_Extracted text:_
=======
The Portuguese first came to Nagapatnam in 1507 and established an enclave for trade and missionary activities. In 1658, the Dutch made an agreement with the Kingdom of Thanjavur, by which ten villages were transferred from the Portuguese to the Dutch. Under a treaty in 1676, Nagapatnam which the VOC referred to as Nagapattinam and ten surrounding villages were handed over to the VOC. In 1687 the VOC began to construct Fort Vijf Sinnen (the Five Senses) in Nagapatnam and in 1690 it moved its headquarters from Pulicat to Nagapatnam where they remained until the Fourth Anglo Dutch War.

The British

In 1781 during the Fourth Anglo Dutch War after the Siege of Nagapatnam, Fort Vijf Sinnen was captured by the British. The War laid bare the vulnerability of the Dutch Republics economic and political foundations and marked the slow deterioration of the Dutch Empire as one of the foremost world powers. Under the peace agreement in 1784, namely the Treaty of Paris the town was not returned to the Dutch and the VOC moved its capital back to Pulicat. In 1825 Dutch Coromandel was finally ceded to the British under the Anglo-Dutch Treaty of 1824.

Fort Sadras with view of clock tower. Photo credit: Balaji, CC BY-SA 3.0, via Wikimedia Commons.

Today, in Nagapatnam the remains of Fort Vijf Sinnen and the Dutch cemetery have almost completely vanished. The Dutch church of Saint Peter’s is all that is still there. The only Dutch fort in India that the British do not appear to have destroyed is the fort at Sadras. Its walls, clock tower as well as stables for horses and elephants are still standing. It is a large 5 star shaped fort with a graveyard nearby.

The manufacture of cloth for export was an important industry in both Andhra Pradesh and Tamil Nadu. It was the sole occupation of several indigenous groups in Pulicat and the hinterlands of Tamil, Telegu and Kannada territories. In Pulicat alone there were thought to be more than a thousand handlooms.

The Dutch Slave Trade

The Dutch may have at first been drawn to the Coast of Coromandel because of its textile trade but their trade soon included something far more gruesome, namely the trade in slaves for use in the VOC colonies. This is where the VOC obtained most of its slaves as labour for the establishment of Batavia. There was a period when more than half of the population of Batavia consisted of Indian slaves who came mostly from the Coast of Coromandel. In Batavia these Indian slaves were referred to by the Dutch as the Moors.

Portuguese traders were the first Europeans to become involved in the slave trade in the Bay of Bengal especially along the Coast of Coromandel and Sri Langka. In the 16th century the Portuguese brought hundreds of slaves to their colonies in Manila, Mexico and even to Portugal itself.

The VOC however far outdid the Portuguese in the slave trade from India. Between 1624 and 1665 alone the VOC transported over 11,000 slaves from Arakan in Myanmar to its colonies. Slaves were brought to Pulicat from as far as Bengal and settlements as far south as in Tegenpatnam and Carcal. There a slave could fetch between 4 and 40 guilders. Slaves were sorted into Muslims, Hindus and Kafirs. Those sent to Batavia were mostly Muslims.
=======
[Records from a pointing dataset]

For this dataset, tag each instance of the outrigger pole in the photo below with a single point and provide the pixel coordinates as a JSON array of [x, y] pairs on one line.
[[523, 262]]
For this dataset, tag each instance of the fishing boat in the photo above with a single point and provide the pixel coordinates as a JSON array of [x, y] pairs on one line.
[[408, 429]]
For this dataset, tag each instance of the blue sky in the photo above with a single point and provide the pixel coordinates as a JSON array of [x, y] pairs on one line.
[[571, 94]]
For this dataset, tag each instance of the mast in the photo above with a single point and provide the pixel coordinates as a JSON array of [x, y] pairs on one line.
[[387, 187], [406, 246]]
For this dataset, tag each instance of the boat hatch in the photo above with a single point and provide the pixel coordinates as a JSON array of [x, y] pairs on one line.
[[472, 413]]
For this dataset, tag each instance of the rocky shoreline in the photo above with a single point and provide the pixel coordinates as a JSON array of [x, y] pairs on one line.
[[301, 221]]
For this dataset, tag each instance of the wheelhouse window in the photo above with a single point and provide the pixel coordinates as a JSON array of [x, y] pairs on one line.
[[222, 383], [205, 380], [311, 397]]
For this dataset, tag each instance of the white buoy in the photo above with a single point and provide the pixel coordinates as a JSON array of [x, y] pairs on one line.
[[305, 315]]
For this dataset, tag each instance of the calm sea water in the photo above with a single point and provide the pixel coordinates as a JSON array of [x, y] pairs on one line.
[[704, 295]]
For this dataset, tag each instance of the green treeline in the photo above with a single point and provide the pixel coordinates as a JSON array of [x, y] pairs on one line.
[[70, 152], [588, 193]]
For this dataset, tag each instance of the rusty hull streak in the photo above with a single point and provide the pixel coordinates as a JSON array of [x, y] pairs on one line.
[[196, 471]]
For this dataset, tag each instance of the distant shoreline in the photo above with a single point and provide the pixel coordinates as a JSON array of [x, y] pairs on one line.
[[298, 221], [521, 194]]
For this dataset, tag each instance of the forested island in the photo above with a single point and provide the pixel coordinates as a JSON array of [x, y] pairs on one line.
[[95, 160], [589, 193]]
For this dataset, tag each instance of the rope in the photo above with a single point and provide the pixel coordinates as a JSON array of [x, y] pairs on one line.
=======
_Task:_ Write the next part of the text about the Dutch on the Coromandel Coast, picking up right after its last sentence.

_Reply:_
The Dutch historian, Dr Wil O. Dijk writes in Seventeenth-century Burma and the Dutch East India Company, 1634-1680, “The ‘master list’ of slaves transported in VOC ships within and from the Bay of Bengal from June 1621 to November 1665 shows a total of 26,885 men, women and children – of which 1,379 died.”

Natural disasters often resulted in failed harvests and famines when food prices rose exorbitantly and not just families but whole guilds or communities sold themselves into slavery in order not to die of starvation. When there was no monsoon in 1746 and the failed harvest brought terrible famine in the larger towns such as Pulicat and Santhome alone the death toll was 15,000 and only a third of the textile weavers, painters and washers survived.

The flag of VOC used in Dutch Coromandel. Photo credit: Himasaram, public domain, via Wikimedia Commons.

William Methwold, a British trader in Masulipatnam between 1618 to 1622 noted that native traders carried rice and grain to southern ports “taking children in exchange which cost them not above 3 or 4 shillings a child and they sell again in Masulipatnam for 40 shillings.” Another Englishman Thomas Mills living who was the factor in Pulicate wrote to his superiors how he was unable to procure 14 or 15 slaves for them because the Dutch were procuring as many as possible to the number of 4 or 5 thousand.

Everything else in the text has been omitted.